To stand on the corner of Don Mills Road and Lawrence Avenue, not far from the geographic centre of Toronto, is to go back to the future — back to a modern vision of the future now over 50 years old. The parkette here on the northeast corner is named after urban planner Macklin Hancock, a local hero.

When he was just 27 years old, he took leave from his graduate studies at Harvard to go to work for Toronto tycoon E.P. Taylor, designing Canada’s first planned suburb. Built between 1952 and 1965, Don Mills was, and is, a modern wonderland that garnered postwar headlines like “The suburb that is to become Canada’s most perfect city” and “Toronto’s bright satellite between the forks of the Don.”

This place is mother to most Canadian suburbs that followed. As early as 1977, former mayor John Sewell wrote “it is difficult to overestimate the influence of Don Mills on urban development in Canada.” Walking around the neighbourhood, you begin to notice subtle but important differences with many of the suburbs that came after. In Don Mills, over 200 different home designs were built, far more than by contemporary suburban standards.

In Don Mills, the gentle roll of the Ontario countryside is still visible. Homes and apartment parking garages are built into hillsides. For Sewell, though, developments after Don Mills that followed similar principles were “the ghosts of Don Mills — but in a sad way.”


If you travel up to the fringe of GTA sprawl ghost-hunting, anywhere north of Major MacKenzie drive, you will find landscapes that look like images from clear-cut Brazilian rainforests, where the land is shaved down to an empty, muddy, uniform plain, waiting for streets and houses. In Don Mills, efforts were made to preserve and work around mature trees and in some spots the narrow tentacles of ravines reach up between homes to the street.

There is much more to be said about Don Mills than I could fit into one article. I think for anybody who grew up in a Canadian postwar suburb, being in Don Mills gives a strange feeling of having been there before (like visiting Los Angeles for the first time — it all seems familiar). Yet when you understand that this was in fact was the first one followed by many derivatives (sort of like in music, where an innovator spawns a bunch of lesser imitators) Don Mills becomes much more than an average suburb, very much connected to the vague and fungible idea of a Canadian Identity.

JOB A:
Repeat the lines of the records from the one containing "entry: doorway" to the end of the records, keeping every character the same.
The Don Mills passage and the records are unrelated pieces of material.

MATERIAL FOR THE TASK:
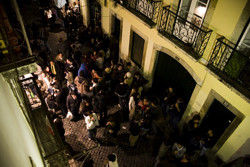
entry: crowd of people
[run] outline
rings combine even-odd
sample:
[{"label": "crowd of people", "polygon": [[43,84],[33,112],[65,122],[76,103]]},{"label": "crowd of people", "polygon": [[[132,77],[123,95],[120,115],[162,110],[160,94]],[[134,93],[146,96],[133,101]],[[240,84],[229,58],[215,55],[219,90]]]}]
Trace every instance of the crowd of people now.
[{"label": "crowd of people", "polygon": [[[38,71],[35,73],[37,85],[64,142],[62,119],[66,118],[70,121],[84,119],[89,140],[116,146],[119,146],[117,133],[120,123],[128,121],[130,147],[135,147],[140,137],[162,135],[159,123],[165,122],[175,137],[163,135],[164,141],[155,166],[161,166],[166,159],[188,166],[196,150],[203,156],[213,146],[213,130],[208,129],[207,133],[202,134],[199,115],[188,121],[181,135],[178,133],[185,104],[173,86],[164,90],[161,96],[149,96],[144,89],[148,81],[131,62],[119,58],[118,40],[114,34],[110,37],[103,34],[100,24],[85,27],[80,21],[77,22],[77,4],[60,11],[64,19],[62,26],[70,42],[67,52],[50,55],[48,35],[45,35],[44,28],[34,30],[31,46],[38,58]],[[53,26],[60,17],[57,14],[60,11],[56,8],[46,9],[44,14],[48,24],[45,25]],[[111,116],[108,115],[108,107],[113,105],[118,105],[119,114]],[[96,138],[100,126],[106,128],[105,141]],[[110,157],[116,159],[117,163],[116,155]]]}]

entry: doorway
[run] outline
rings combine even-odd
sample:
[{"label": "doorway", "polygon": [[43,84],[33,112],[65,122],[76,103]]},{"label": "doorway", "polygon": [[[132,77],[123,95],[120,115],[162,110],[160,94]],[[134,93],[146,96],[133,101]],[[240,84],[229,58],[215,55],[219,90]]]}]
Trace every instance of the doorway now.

JOB B:
Transcribe the Don Mills passage word for word from "In Don Mills, the" to "to the street.".

OUTPUT A:
entry: doorway
[run] outline
rings combine even-odd
sample:
[{"label": "doorway", "polygon": [[43,84],[33,112],[65,122],[76,103]]},{"label": "doorway", "polygon": [[[132,77],[123,95],[120,115],[162,110],[160,94]],[[134,93],[146,96],[133,101]],[[240,84],[229,58],[215,55],[219,90]]]}]
Trace every instance of the doorway now.

OUTPUT B:
In Don Mills, the gentle roll of the Ontario countryside is still visible. Homes and apartment parking garages are built into hillsides. For Sewell, though, developments after Don Mills that followed similar principles were “the ghosts of Don Mills — but in a sad way.”


If you travel up to the fringe of GTA sprawl ghost-hunting, anywhere north of Major MacKenzie drive, you will find landscapes that look like images from clear-cut Brazilian rainforests, where the land is shaved down to an empty, muddy, uniform plain, waiting for streets and houses. In Don Mills, efforts were made to preserve and work around mature trees and in some spots the narrow tentacles of ravines reach up between homes to the street.